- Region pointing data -
====

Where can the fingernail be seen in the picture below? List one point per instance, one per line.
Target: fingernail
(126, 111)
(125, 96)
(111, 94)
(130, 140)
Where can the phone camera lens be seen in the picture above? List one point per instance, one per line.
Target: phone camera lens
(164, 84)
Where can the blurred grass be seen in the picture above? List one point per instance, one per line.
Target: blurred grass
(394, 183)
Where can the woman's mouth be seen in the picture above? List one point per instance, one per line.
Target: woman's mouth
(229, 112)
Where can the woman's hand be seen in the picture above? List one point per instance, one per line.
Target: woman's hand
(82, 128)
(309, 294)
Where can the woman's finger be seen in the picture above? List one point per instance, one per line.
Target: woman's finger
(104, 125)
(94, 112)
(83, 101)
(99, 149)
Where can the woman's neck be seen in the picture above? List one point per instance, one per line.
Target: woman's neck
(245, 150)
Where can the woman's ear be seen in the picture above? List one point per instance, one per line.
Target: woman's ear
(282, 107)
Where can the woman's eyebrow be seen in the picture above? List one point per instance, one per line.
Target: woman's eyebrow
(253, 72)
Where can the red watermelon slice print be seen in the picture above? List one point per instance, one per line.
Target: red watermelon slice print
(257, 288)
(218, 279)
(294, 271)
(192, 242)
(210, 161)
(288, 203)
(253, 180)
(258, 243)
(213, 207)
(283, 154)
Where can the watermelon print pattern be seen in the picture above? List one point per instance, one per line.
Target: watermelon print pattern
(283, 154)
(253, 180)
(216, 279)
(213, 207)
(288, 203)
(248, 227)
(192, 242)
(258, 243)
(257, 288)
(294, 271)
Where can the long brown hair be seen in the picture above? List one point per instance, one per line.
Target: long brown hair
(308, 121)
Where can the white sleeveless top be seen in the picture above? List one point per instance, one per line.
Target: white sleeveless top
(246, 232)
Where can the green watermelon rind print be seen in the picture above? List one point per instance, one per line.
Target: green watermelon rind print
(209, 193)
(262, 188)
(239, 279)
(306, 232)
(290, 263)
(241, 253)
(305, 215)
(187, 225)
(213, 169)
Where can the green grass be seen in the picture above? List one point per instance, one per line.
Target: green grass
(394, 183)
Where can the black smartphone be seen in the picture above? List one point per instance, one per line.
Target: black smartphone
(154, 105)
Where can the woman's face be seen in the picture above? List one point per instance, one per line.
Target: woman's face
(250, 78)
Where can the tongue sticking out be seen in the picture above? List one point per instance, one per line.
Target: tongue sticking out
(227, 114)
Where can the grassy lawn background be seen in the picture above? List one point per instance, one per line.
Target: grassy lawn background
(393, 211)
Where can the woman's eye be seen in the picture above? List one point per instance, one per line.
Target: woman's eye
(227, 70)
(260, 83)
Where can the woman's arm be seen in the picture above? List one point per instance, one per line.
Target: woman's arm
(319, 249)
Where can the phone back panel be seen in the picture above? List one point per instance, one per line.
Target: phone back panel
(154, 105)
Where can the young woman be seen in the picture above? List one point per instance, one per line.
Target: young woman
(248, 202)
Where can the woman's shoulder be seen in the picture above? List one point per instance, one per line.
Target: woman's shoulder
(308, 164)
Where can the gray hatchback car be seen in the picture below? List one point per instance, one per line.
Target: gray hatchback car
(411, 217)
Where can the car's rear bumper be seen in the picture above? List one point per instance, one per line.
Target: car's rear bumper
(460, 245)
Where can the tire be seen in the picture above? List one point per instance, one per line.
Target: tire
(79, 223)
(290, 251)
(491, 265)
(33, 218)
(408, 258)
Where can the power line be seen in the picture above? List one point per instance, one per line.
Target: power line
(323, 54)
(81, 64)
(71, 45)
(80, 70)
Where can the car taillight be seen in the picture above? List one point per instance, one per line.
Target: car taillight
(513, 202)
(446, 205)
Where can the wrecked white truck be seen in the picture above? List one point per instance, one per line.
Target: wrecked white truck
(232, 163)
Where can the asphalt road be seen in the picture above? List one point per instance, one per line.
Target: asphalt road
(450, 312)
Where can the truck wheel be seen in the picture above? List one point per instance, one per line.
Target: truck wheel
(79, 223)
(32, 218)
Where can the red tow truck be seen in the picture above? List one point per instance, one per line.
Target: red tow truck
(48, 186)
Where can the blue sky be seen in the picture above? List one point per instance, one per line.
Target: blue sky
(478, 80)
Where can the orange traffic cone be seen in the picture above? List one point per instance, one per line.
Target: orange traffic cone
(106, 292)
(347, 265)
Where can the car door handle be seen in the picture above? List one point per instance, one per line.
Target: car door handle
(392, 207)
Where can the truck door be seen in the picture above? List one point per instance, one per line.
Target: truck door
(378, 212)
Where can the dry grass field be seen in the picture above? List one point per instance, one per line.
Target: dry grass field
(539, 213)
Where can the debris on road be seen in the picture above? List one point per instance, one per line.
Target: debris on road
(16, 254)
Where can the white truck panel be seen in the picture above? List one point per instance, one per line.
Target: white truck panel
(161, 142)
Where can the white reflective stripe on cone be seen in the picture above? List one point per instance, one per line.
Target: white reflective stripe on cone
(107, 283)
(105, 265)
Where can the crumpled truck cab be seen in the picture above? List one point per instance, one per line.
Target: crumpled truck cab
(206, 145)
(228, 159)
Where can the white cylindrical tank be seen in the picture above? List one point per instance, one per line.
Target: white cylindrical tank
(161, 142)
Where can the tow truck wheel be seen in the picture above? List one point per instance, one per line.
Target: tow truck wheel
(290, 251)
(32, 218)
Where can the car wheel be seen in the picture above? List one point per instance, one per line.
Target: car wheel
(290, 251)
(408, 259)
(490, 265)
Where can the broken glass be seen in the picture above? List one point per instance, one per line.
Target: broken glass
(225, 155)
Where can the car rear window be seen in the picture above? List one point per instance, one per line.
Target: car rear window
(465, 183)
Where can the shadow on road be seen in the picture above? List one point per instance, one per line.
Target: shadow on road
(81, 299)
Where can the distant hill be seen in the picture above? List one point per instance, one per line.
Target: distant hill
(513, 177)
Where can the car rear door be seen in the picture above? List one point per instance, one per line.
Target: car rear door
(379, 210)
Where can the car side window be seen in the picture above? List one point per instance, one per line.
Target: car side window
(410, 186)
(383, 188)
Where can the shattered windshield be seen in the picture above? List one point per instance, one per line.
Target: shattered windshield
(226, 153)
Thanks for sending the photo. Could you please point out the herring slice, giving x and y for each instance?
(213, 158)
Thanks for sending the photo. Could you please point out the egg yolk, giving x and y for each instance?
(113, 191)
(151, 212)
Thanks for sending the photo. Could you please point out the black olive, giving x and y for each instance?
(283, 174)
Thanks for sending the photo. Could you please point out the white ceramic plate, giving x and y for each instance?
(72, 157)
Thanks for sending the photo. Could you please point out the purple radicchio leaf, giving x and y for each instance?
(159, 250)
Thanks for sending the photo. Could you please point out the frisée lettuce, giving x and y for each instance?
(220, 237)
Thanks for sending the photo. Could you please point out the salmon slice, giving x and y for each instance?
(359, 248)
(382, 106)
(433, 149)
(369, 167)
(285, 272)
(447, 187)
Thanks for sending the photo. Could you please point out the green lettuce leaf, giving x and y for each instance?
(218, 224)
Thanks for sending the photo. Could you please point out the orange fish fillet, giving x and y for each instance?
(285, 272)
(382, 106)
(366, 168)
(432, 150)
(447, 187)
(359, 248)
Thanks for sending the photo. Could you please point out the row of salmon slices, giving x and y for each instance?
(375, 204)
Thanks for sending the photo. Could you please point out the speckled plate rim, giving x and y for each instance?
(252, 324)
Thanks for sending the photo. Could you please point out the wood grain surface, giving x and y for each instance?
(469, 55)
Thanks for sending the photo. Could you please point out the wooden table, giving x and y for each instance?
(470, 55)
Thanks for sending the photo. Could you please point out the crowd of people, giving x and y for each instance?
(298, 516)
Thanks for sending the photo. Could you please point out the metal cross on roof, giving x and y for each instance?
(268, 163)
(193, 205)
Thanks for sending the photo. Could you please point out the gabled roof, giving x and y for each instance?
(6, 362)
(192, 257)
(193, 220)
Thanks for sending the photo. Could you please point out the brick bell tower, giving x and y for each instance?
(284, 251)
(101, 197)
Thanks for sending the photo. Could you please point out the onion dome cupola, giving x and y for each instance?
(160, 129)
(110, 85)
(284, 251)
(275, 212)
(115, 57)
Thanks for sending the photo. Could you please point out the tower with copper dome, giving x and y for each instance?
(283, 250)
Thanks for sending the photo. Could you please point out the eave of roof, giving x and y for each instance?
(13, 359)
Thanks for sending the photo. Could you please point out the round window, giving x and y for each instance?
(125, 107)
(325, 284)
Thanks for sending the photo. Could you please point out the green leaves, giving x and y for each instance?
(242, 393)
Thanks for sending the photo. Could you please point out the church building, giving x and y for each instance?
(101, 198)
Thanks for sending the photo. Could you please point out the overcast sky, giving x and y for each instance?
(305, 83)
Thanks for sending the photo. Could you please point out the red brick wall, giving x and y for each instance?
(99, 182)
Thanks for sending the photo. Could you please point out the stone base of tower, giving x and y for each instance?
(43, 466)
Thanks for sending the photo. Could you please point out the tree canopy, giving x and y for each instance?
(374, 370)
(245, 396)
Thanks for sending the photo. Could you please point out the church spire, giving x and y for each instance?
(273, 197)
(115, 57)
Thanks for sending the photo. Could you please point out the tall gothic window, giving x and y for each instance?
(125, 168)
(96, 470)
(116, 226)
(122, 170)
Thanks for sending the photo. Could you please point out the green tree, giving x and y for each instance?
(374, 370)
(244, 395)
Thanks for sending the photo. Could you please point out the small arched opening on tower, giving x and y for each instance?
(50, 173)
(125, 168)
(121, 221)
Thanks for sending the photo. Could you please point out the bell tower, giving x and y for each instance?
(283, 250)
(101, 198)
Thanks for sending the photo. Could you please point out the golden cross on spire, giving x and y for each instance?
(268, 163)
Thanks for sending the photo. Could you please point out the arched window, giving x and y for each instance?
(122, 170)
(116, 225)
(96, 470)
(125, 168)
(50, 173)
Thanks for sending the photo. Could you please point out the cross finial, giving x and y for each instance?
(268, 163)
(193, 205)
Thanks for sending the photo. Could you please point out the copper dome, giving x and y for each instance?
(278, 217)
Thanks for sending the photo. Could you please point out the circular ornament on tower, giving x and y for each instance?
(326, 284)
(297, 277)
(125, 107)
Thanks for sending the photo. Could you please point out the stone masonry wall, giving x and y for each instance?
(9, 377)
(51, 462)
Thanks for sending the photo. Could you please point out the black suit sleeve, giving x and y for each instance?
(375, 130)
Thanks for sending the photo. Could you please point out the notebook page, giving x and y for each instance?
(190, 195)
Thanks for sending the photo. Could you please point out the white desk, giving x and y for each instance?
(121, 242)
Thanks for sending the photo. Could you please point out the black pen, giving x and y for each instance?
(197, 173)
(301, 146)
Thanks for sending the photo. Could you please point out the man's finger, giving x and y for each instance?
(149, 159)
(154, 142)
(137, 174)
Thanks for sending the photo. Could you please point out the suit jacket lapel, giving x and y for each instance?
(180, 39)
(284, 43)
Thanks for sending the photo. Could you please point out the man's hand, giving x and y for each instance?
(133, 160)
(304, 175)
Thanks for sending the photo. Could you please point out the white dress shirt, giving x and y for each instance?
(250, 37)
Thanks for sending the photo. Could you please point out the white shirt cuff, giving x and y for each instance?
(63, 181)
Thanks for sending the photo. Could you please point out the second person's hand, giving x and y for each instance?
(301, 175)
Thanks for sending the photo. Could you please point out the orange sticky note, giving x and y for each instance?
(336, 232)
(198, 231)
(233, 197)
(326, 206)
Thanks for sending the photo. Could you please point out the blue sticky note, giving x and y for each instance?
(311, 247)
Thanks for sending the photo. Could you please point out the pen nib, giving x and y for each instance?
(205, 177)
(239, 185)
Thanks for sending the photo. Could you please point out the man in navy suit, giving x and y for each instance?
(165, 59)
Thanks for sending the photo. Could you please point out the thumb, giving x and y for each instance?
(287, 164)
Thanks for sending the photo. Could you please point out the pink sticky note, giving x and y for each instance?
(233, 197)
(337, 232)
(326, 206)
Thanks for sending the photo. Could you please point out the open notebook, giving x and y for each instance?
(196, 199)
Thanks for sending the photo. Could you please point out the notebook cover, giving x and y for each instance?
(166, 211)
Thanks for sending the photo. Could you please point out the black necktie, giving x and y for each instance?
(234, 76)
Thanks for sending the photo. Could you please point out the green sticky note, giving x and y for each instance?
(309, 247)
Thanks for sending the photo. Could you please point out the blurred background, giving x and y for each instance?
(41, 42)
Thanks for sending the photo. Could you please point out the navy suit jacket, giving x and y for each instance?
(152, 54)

====

- About this task -
Please find the lines in the data that contain the word "below" and copy them.

- Result for this exercise -
Where can the fingernail be seen in the picture below? List one point per instance, one per line.
Where can the gray hatchback car be seen in the picture below? List one point per instance, one per line.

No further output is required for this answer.